PROVIDED MATERIAL Start Marker

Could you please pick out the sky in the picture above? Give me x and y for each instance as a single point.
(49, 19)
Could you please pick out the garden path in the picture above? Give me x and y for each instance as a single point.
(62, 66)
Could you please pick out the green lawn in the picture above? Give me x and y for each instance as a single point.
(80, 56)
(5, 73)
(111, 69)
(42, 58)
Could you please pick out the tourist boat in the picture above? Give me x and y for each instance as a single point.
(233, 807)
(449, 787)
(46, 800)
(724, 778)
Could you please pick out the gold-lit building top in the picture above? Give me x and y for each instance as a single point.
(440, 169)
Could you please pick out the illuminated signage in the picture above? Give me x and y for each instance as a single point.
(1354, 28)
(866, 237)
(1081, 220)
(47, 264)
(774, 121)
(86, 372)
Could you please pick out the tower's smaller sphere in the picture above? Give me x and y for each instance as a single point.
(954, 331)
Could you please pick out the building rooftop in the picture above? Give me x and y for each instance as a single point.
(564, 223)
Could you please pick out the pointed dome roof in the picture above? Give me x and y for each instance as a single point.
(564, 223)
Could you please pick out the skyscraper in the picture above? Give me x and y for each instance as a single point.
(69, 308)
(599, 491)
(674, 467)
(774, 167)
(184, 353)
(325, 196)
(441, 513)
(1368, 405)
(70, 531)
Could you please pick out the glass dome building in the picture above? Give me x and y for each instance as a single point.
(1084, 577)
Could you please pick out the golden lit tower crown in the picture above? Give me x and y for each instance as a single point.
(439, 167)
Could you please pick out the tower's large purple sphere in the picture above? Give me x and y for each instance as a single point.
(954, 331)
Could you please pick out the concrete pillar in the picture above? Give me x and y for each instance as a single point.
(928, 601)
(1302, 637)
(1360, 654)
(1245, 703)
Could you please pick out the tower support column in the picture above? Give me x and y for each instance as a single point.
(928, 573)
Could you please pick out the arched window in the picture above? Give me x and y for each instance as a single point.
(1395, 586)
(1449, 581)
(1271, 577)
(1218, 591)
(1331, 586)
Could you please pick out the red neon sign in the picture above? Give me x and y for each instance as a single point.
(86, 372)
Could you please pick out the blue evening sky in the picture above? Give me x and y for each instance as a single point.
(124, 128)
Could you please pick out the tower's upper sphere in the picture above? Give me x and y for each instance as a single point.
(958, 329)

PROVIDED MATERIAL End Marker

PROBLEM REQUIREMENTS: Every entry in the data should be returned exactly.

ANSWER TO THIS EXERCISE:
Could you please pick out the sky in the picture above? Give me x and y for each instance as a single point.
(49, 19)
Could you please pick out the garden path in the picture above? Give me x and y for each instance as a single point.
(62, 66)
Could you please pick out the green lawn in the picture above? Give me x and y for each instance as a single point.
(80, 56)
(5, 73)
(111, 69)
(42, 58)
Could you please pick out the tourist boat in the picture above? Give me x and y for each instance as a single point.
(233, 807)
(449, 787)
(46, 800)
(724, 778)
Could you please pick out the gold-lit building top in the picture above? Give me x and y for each instance as a single point.
(440, 169)
Could you please pick out the illuminated signage in the picture above? Give me x and y for each instance as a single point.
(1354, 28)
(866, 237)
(1081, 220)
(47, 264)
(774, 121)
(86, 372)
Could you please pick out the tower's smaller sphere in the picture above? Give me x and y for each instance as a single point.
(954, 331)
Could you please pick out the building rooftop in the picture above? Give me x and y for each instance as a single point.
(564, 223)
Could you please pick out the pointed dome roof in the picture above? Give me x and y for each instance as a single point.
(564, 223)
Could you please pick out the skyscraper in the picture above? Give me x and y for each instance as a single point.
(69, 308)
(599, 491)
(674, 467)
(774, 167)
(184, 353)
(325, 196)
(441, 513)
(1368, 405)
(70, 531)
Could you please pick out the glass dome building in the picture above? Give me x and y for each instance as a single point.
(1084, 577)
Could you please pick out the golden lit tower crown in the picture above? Give me x and y for each instance as a single point.
(439, 167)
Could you please pick out the tower's large purple sphere in the picture above? Give me x and y for each instance as a single point.
(954, 331)
Could you please pick out the concrete pillar in the picture above? Give me x and y for each instance as a single point.
(928, 601)
(1302, 637)
(1360, 654)
(1245, 703)
Could you please pick out the tower support column in the picture above? Give me x and y for each instance as a single point.
(928, 573)
Could you please pick out the arched window in the picture above? Give me x and y for each instance as a single point.
(1395, 586)
(1449, 581)
(1271, 577)
(1218, 591)
(1331, 586)
Could you please pick out the red neon sign in the picture above? Give me x and y for each instance as a single point.
(86, 372)
Could you please pick out the blue evening sky in the picture above? Give me x and y for each instance as a single point.
(124, 128)
Could you please pick out the tower's upper sphere in the picture above? Give me x and y for each instance as a single point.
(958, 329)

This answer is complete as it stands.